Exercise brief » Starting at the line that contains "of the stadium" and continuing through the end of the records, rewrite those lines as a numbered list, leaving out any blank lines.

(Position identification records)
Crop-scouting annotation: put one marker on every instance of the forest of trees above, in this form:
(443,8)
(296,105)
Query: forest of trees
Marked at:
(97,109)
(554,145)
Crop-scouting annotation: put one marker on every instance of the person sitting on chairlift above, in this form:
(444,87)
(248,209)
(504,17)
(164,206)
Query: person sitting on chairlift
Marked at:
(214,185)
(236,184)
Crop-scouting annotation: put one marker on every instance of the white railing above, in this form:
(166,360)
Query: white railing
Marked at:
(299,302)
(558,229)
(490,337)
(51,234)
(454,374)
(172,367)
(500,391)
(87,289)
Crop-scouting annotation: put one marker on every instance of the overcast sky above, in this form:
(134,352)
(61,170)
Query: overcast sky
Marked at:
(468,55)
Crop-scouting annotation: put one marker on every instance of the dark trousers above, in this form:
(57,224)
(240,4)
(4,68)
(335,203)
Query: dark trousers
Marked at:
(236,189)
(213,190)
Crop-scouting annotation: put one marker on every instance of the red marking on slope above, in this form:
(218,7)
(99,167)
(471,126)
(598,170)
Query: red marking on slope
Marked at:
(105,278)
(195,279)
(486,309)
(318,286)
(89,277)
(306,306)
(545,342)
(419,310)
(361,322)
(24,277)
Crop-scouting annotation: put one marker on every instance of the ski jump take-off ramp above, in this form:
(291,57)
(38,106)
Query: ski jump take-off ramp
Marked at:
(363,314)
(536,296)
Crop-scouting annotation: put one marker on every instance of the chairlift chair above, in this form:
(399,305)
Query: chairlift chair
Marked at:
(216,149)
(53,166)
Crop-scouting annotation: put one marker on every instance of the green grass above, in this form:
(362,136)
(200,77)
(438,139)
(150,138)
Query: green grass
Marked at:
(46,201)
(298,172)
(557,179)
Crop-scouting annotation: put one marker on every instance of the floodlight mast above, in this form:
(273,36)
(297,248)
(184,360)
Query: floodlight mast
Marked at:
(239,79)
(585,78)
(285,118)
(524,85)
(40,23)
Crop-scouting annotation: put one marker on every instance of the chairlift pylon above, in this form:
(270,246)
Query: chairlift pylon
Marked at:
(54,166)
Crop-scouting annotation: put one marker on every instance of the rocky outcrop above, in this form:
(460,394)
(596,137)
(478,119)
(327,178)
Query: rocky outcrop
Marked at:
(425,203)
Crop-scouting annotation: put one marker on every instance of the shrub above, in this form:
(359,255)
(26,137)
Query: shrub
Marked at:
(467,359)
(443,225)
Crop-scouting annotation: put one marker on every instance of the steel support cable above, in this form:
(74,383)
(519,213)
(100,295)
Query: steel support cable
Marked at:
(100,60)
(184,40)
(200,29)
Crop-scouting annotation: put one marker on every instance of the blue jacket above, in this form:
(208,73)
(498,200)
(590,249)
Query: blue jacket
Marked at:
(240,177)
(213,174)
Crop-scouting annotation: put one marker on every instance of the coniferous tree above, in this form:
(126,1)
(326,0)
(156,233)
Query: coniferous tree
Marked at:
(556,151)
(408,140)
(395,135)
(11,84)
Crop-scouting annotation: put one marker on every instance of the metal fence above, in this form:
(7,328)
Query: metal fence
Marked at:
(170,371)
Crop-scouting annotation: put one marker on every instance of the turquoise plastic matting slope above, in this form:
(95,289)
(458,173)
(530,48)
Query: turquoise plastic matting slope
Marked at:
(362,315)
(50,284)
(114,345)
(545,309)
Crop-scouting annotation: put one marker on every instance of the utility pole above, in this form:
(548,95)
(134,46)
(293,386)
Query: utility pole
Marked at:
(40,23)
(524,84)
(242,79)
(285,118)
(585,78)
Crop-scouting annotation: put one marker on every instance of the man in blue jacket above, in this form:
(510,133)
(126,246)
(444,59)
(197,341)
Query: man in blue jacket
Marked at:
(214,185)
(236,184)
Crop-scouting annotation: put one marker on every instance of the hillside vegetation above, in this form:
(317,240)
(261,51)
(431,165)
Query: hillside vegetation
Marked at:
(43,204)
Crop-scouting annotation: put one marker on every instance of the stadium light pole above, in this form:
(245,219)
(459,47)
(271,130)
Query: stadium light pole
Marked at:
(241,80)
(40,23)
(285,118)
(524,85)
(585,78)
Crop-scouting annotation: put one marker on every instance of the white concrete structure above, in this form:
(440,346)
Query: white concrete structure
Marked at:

Output of the exercise »
1. Crop-scouting annotation: put one marker on every instance of the stadium light pole above, in this form:
2. (245,219)
3. (459,47)
4. (271,130)
5. Query: stadium light pole
6. Marked at:
7. (241,80)
8. (40,23)
9. (285,118)
10. (524,85)
11. (585,78)
12. Crop-scouting annotation: put one marker on every instance of the white concrete structure above, in this form:
13. (440,346)
14. Query: white concrete structure
15. Marked at:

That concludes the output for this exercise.